WRITTEN TASK A: In the entries, change "bokeh background" to "blurred backdrop" throughout the part that opens with the line containing "segment(query) segments every" and closes with the line containing "Trace the outline", and give those lines again with nothing else altered.

PASSAGE PROVIDED:
--- START ---
Saturday, March 10, 2012

PakTrakr for Android

This post will be kept up-to-date about the PakTrakr for Android application I've written.

It will represent the user manual, known bug list, future goals list and application and source code availability reference.  As information is updated, I will strikeout the old, highlight the new, and mark with version numbers (1.0, 1.1, 1.2).

Comments or bug reports can be posted as comments here or emailed to  Please provide detailed information to allow me to have a chance to reproduce and correct the problem: Android device type, Android operating system version number, screen resolution, GPS and Bluetooth availability in the device, PakTrakr Bluetooth transmitter, and other relevant device-specific information and a detailed description of the steps necessary to recreate the problem.

I will do my best to continue fixes and new development but I can't promise anything, especially with the PakTrakr product going out of business.

User Manual:

Quick Start:
  1. Install a Bluetooth transmitter into your PakTrakr's serial port
  2. Turn on Bluetooth service in your phone
  3. Turn on GPS service in your phone
  4. Pair the Bluetooth transmitter with your phone
  5. Install the PakTrakr app
  6. Complete all Preferences settings, including the Bluetooth transmitter ID
  7. Ensure the PakTrakr is active
  8. Click on the Real Data button on the Debug tab
  9. You should see the PakTrakr data reflected in the gauges and battery table
  10. When you're ready to drive, click on the Start Trip button on the Maps tab
  11. Wait for the map display to find your location
  12. Enjoy your trip!
  13. When your trip is over, click the Stop Trip button on the Maps tab

This Android application displays battery data from a PakTrakr system through a Bluetooth link.  Unfortunately PakTrakr went out of business on 12/31/2011, so no new parts are available.

Access to the critical information about the battery pack in your vehicle (car, truck, boat, etc) helps you operate the vehicle safely and hopefully with longer range and more confidence.

The application is set up as a series of tabs.  For best performance, the Android device should be mounted / held in Landscape position.

Map Tab:

The Map tab utilizes the GPS in your Android device and the Google Maps feature to graphically track your trip distance.  To begin your trip, make sure your GPS is enabled.  Click on the Start Trip button and begin driving.  A green line representing your trip will be drawn on the satellite map.  When your trip is complete, click on the Stop Trip button.  You trip will be logged in the Trips tab.  In the future, it will dynamically calculate your remaining range given the characteristics of your current trip and the amount of charge left in your battery pack.
--- END ---
[Stored data]
--- START ---
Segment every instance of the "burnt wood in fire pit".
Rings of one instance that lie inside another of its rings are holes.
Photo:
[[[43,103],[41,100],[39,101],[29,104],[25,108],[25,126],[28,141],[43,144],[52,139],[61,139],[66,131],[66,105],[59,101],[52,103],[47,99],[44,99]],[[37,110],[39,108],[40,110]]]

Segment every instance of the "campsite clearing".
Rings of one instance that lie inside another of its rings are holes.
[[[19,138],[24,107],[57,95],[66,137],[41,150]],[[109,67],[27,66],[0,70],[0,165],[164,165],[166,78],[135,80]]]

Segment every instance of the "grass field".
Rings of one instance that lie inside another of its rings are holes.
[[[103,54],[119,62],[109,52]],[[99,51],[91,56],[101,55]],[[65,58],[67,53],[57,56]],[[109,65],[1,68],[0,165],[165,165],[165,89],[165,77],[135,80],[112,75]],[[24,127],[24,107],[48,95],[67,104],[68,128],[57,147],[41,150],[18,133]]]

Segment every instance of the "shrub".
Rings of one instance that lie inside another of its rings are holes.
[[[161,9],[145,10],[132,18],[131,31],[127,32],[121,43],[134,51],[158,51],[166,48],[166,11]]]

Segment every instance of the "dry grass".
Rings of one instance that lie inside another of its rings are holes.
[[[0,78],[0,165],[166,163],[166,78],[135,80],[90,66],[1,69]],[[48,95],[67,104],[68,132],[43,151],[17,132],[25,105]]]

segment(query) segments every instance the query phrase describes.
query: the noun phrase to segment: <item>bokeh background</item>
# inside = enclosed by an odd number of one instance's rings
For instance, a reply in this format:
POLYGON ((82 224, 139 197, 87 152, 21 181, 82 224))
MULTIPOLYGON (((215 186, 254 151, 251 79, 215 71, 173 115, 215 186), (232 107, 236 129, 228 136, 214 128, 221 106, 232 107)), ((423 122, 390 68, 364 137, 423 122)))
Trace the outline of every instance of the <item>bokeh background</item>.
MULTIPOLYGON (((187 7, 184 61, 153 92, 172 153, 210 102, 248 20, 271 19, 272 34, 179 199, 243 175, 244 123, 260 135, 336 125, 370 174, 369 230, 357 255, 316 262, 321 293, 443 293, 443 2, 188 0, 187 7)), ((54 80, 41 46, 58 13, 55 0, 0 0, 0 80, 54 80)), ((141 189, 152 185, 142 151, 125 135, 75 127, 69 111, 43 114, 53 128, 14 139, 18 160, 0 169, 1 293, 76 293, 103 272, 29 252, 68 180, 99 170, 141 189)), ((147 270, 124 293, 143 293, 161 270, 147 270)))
--- END ---
WRITTEN TASK B: Translate this sentence from the PakTrakr for Android post into Spanish: "The application is set up as a series of tabs."

FULL OUTPUT A:
segment(query) segments every instance the query phrase describes.
query: the noun phrase to segment: <item>blurred backdrop</item>
# inside = enclosed by an odd number of one instance's rings
For instance, a reply in this format:
POLYGON ((82 224, 139 197, 87 152, 21 181, 82 224))
MULTIPOLYGON (((215 186, 254 151, 251 79, 215 71, 173 115, 215 186), (232 107, 236 129, 228 136, 214 128, 221 106, 232 107)), ((423 122, 390 68, 364 137, 423 122)))
Trace the outline of every instance of the <item>blurred backdrop</item>.

FULL OUTPUT B: La aplicación está organizada como una serie de pestañas.